SHORT TASK> Please reproduce the listing below word for word, from start to finish, and leave out the picture.

* BEGIN THE INPUT *

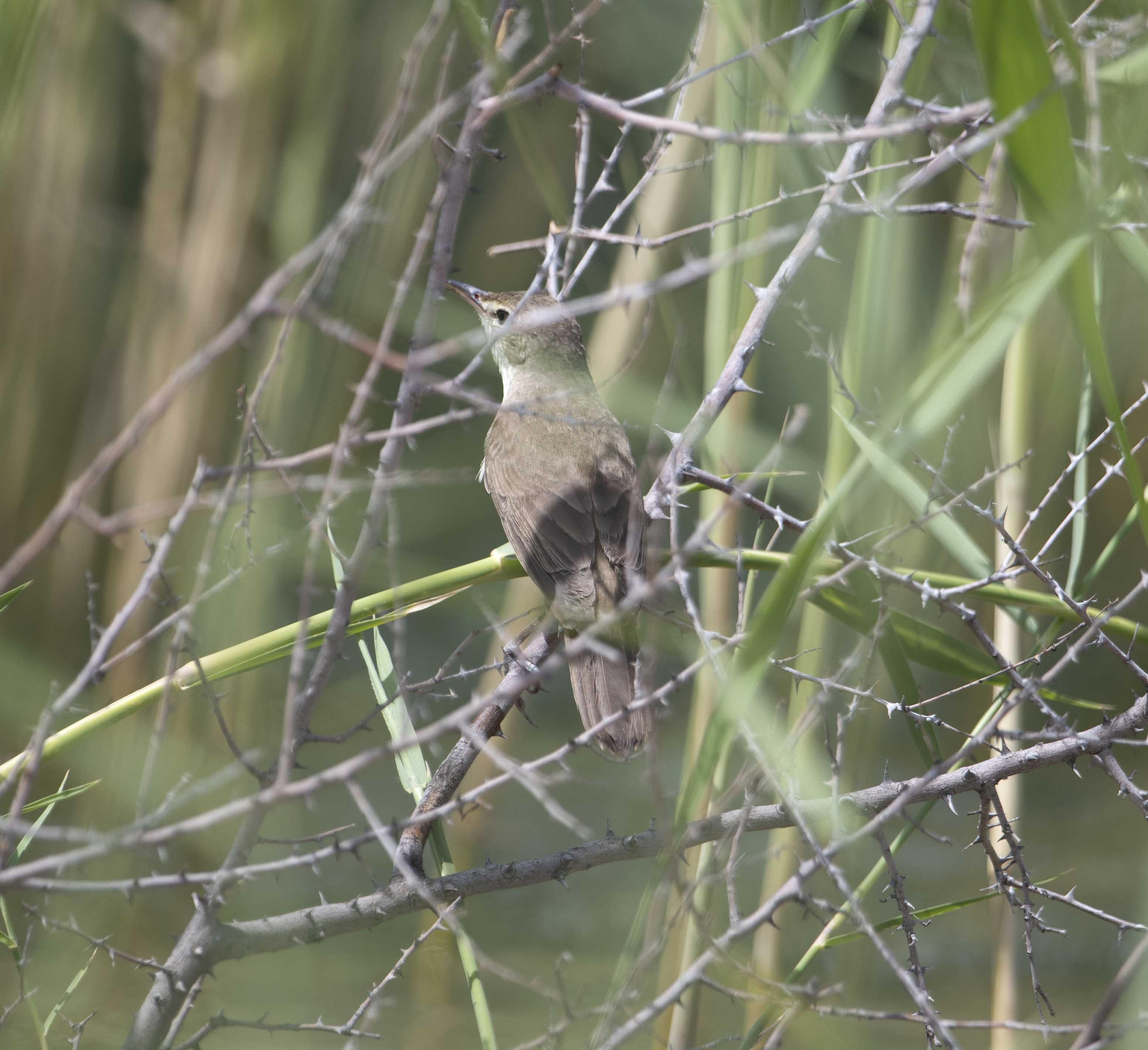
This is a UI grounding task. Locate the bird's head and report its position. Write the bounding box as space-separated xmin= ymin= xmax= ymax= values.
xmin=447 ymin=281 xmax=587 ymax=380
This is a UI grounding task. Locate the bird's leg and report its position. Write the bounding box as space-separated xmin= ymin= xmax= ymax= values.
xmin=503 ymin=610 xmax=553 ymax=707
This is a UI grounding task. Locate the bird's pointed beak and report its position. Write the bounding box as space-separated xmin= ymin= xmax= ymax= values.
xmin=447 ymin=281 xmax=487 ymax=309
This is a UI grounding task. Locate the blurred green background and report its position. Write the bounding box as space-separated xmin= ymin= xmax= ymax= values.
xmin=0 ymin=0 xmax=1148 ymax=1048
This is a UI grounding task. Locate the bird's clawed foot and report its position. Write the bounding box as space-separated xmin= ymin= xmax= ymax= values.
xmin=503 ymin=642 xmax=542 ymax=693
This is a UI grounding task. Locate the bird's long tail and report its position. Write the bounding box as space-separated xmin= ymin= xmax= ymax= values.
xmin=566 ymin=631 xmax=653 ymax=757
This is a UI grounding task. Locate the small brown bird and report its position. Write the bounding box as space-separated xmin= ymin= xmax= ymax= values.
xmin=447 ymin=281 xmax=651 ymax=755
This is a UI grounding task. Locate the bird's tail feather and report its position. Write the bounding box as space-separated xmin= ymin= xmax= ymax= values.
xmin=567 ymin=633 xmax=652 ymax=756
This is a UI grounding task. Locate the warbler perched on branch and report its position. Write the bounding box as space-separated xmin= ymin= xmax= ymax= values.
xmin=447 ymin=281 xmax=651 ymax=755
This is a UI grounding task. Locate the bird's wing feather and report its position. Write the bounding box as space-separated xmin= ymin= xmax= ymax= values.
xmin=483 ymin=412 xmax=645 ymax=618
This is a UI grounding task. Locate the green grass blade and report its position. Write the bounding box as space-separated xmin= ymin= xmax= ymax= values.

* END THE INPUT *

WRITTEN ANSWER>
This is a UI grounding task. Locate the bird's head and report its position. Write the bounding box as space-separated xmin= ymin= xmax= ymax= values.
xmin=447 ymin=281 xmax=587 ymax=380
This is a UI grounding task. Locate the bird's leg and report its position. Write the bounding box as space-separated xmin= ymin= xmax= ymax= values.
xmin=503 ymin=610 xmax=553 ymax=707
This is a UI grounding task. Locate the bird's pointed beak and report its position. Write the bounding box as space-separated xmin= ymin= xmax= ymax= values.
xmin=447 ymin=281 xmax=487 ymax=309
This is a UI grounding task. Locate the blurred green background and report its position. Write the bounding box as space-separated xmin= ymin= xmax= ymax= values.
xmin=0 ymin=0 xmax=1148 ymax=1048
This is a UI grounding task. Locate the bird's clawed foot and report its position. Write the bounding box as space-separated xmin= ymin= xmax= ymax= values.
xmin=503 ymin=642 xmax=542 ymax=693
This is a UI grounding task. Locate the bird's long tail and report its position. Write the bounding box as space-separated xmin= ymin= xmax= ymax= values.
xmin=566 ymin=631 xmax=653 ymax=757
This is a UI grounding task. Locate the small brown bird and report its position. Write the bounding box as space-separated xmin= ymin= xmax= ymax= values.
xmin=447 ymin=281 xmax=651 ymax=755
This is a UI grounding task. Locate the bird's tail feather and report its position. Write the bounding box as space-separated xmin= ymin= xmax= ymax= values.
xmin=567 ymin=633 xmax=652 ymax=756
This is a UI grounding task. Locate the warbler perched on branch and report its position. Write the bounding box as space-separated xmin= ymin= xmax= ymax= values.
xmin=447 ymin=281 xmax=651 ymax=755
This is a UI grounding task. Locate the bird's wing feather and report its position. Write the bounding box as space-separated xmin= ymin= xmax= ymax= values.
xmin=483 ymin=412 xmax=645 ymax=618
This is a UI grounding task. Locate the green grass blade and report its position. Write the bounding box as space-separated xmin= ymin= xmax= ymax= values.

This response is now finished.